> _SOURCE EXTRACT_:

:::

When corals are stressed by high temperatures and light, some of the chemical reactions in photosynthesis break down. The solar radiation, which is normally used to produce food for the algae and coral, is diverted into the production of oxygen radicals. These oxygen radicals, similar to the chemicals implicated in human aging, are highly corrosive. They damage the parts of the zooxanthellae – the chloroplasts – where photosynthesis takes place.
The coral polyps can also be damaged as a result of heat stress. Rising water temperatures block the photosynthetic reaction that converts carbon dioxide into sugar. This results in a build-up of products that poison the zooxanthellae. This causes a large number of damaged zooxanthellae to leave the coral. To save itself, the coral spits out the zooxanthellae and some of its own tissue. As the zooxanthellae leave corals, the corals are bleached white. The bleached coral can recover, but only if cooler water temperatures return and the algae are able to grow again. Without the zooxanthellae, the coral slowly starves to death.

:::

> _DATA EXCERPTS_:
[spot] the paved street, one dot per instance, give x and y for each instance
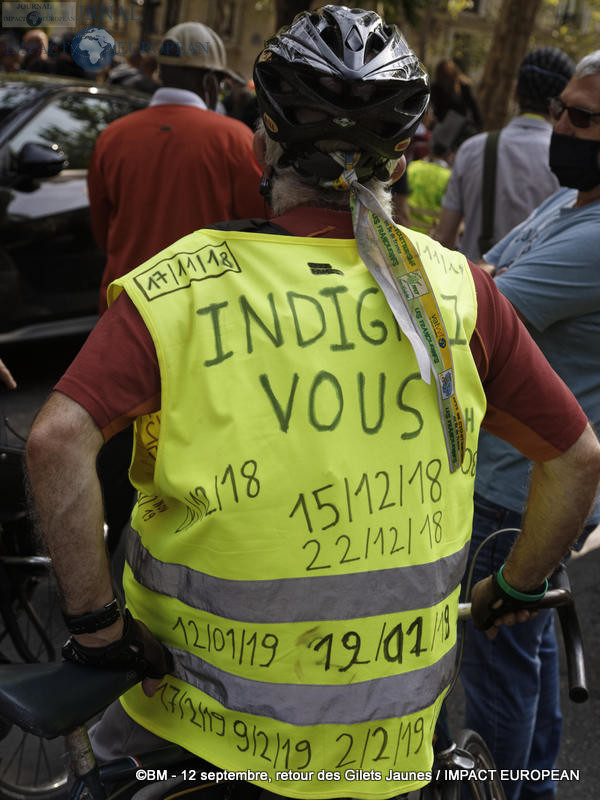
(37, 367)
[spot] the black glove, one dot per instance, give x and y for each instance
(137, 650)
(490, 601)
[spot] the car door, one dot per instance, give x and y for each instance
(50, 267)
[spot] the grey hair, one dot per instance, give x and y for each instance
(288, 190)
(589, 65)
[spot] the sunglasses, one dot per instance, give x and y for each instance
(579, 117)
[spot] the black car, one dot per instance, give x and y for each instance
(50, 267)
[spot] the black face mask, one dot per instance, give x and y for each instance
(575, 161)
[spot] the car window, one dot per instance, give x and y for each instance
(16, 95)
(73, 122)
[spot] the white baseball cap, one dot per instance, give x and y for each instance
(192, 44)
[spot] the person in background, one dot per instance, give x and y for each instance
(159, 174)
(36, 49)
(548, 269)
(452, 90)
(11, 55)
(522, 175)
(428, 176)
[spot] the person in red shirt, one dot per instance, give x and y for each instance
(159, 174)
(176, 166)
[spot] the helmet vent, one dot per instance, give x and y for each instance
(354, 40)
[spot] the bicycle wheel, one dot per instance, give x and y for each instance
(486, 785)
(30, 767)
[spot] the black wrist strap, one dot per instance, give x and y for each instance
(93, 621)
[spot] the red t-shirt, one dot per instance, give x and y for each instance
(161, 173)
(116, 378)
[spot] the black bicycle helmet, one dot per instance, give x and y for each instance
(357, 76)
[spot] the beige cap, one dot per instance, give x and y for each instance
(192, 44)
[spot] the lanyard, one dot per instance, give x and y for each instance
(398, 269)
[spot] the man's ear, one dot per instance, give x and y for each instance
(400, 169)
(259, 145)
(210, 90)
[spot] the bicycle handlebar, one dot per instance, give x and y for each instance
(559, 596)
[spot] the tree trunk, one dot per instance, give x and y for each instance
(286, 10)
(512, 32)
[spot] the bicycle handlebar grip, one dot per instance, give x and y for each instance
(569, 623)
(573, 641)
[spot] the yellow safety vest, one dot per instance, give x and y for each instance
(298, 540)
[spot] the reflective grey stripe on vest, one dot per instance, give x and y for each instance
(330, 597)
(380, 698)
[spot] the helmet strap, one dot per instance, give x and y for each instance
(328, 169)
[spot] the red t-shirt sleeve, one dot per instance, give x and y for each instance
(115, 375)
(528, 403)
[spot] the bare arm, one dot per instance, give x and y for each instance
(6, 377)
(61, 458)
(561, 494)
(446, 230)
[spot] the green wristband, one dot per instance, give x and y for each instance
(524, 597)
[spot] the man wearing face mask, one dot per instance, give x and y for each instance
(548, 268)
(161, 173)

:::

> _EXERCISE REQUIREMENTS_: According to the passage on coral bleaching, under what conditions can bleached coral recover?

> _ANSWER TO THE PROBLEM_: Cooler water temperatures must return and the algae must be able to grow again.